Written by Denise Sawyer on Friday, June 14, 2013.

Some people are intimidated by the thought of picking out fresh fruits and vegetables.  Even if you are not one of them, you may be unsure about the way you should store them, when and how to wash them, or how to freeze them so you can enjoy them all year long and not just during the fresh, growing season. Here are some tips to help.


Buying Georgia Blueberries:

  • Look for firm, plump, dry berries with smooth skins and a silvery/hazy sheen
  • Stay away from soft or shriveled fruit, or any signs of mold. If the container has juice stains, its an indication that the fruit may be bruised

Storing Fresh Georgia Blueberries:

  • Refrigerate as soon as you bring them home, either in the original package or in a storage container
  • Don’t wash berries right away – wait until you’re ready to eat them.  When my kids want a snack I grab a handful and wash them and then drop them in a bowl or sandwich bag that they can tote around.
  • As with any fresh food, you should eat them as soon as possible.  The fresher they are, the more nutrients they will have.  Generally, blueberries will last about a week to 10 days in the fridge.

• [SHORT TASK]
Carry on the blueberry tips above, picking up right after their last sentence.

Stored entries:
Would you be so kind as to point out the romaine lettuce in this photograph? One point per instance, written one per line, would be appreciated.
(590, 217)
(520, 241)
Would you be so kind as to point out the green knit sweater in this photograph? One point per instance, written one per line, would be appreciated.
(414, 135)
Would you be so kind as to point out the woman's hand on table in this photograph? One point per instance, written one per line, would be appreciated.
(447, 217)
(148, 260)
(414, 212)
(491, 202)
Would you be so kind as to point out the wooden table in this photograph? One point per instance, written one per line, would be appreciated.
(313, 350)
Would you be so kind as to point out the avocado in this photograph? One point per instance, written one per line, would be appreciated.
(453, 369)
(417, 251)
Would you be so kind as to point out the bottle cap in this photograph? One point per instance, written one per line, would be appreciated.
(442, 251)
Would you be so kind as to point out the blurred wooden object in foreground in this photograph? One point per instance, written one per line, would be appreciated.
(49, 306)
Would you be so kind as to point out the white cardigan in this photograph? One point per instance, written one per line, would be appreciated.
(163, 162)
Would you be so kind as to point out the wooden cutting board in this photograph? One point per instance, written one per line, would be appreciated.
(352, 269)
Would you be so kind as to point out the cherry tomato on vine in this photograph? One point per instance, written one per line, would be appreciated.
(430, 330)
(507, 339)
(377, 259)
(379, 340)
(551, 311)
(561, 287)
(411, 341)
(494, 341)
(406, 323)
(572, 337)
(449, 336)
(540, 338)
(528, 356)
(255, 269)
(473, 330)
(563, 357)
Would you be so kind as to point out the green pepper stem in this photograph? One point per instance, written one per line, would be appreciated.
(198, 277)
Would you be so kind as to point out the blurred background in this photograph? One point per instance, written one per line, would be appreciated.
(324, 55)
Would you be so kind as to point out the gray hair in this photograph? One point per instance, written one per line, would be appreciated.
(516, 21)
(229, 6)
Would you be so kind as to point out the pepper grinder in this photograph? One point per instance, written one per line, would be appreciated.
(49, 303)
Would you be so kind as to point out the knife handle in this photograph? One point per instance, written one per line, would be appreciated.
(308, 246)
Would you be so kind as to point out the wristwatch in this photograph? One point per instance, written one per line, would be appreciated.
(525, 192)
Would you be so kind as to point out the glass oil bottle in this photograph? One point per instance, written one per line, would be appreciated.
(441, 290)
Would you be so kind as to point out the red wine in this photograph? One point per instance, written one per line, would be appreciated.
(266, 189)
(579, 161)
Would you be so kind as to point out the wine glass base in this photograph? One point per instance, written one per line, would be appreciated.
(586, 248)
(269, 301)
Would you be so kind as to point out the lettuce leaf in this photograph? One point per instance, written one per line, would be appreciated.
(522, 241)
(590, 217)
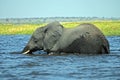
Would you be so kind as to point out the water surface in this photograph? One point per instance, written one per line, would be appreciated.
(15, 66)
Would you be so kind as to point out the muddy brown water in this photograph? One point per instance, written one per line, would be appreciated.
(16, 66)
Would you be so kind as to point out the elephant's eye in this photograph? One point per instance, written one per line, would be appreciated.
(35, 41)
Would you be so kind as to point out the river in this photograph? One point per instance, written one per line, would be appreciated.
(16, 66)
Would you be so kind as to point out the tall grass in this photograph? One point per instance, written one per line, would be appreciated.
(109, 28)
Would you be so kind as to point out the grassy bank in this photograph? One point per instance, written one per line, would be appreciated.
(109, 28)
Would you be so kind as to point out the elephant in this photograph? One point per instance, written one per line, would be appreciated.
(53, 38)
(44, 38)
(85, 38)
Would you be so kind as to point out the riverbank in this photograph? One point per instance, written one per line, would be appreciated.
(109, 28)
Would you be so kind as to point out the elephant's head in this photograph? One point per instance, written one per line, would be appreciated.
(44, 38)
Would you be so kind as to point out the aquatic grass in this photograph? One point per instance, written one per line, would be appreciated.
(109, 28)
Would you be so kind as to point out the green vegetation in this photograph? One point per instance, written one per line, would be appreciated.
(109, 28)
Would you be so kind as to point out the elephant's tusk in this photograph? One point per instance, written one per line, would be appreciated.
(26, 52)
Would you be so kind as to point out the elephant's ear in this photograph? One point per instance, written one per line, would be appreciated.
(52, 35)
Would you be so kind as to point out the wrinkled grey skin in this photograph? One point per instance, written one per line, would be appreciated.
(85, 38)
(44, 38)
(53, 38)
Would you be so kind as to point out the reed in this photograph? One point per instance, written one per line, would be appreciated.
(109, 28)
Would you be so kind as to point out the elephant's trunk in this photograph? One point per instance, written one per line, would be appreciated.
(26, 50)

• [EXERCISE RESULT]
Freezing Blueberries (It’s Different than Other Berries!)

  • When blueberries are in season, why not stock up? You can freeze them and enjoy year round!
  • Unlike with other berries, you should not wash them before freezing, especially if you plan to thaw and eat them without cooking.  Supposedly, if you wash blueberries before you freeze them, they have tougher skins.
  • If you plan to bake the berries in a pie or cobbler, or make a sauce or topping with them by cooking them, you can wash before freezing if you want to - just make sure you dry the berries thoroughly before putting them in the freezer and you shouldn’t be able to tell a difference.
  • Place the dry berries on a cookie sheet or other flat dish that fits in your freezer.  Place the tray/dish/cookie sheet in the freezer and allow the berries to freeze until hard, preferably over night.
  •  Place frozen berries into freezer storage bags, containers or vacuum sealing bags.  To prevent freezer burn, try to get as much air out of the storage container as possible.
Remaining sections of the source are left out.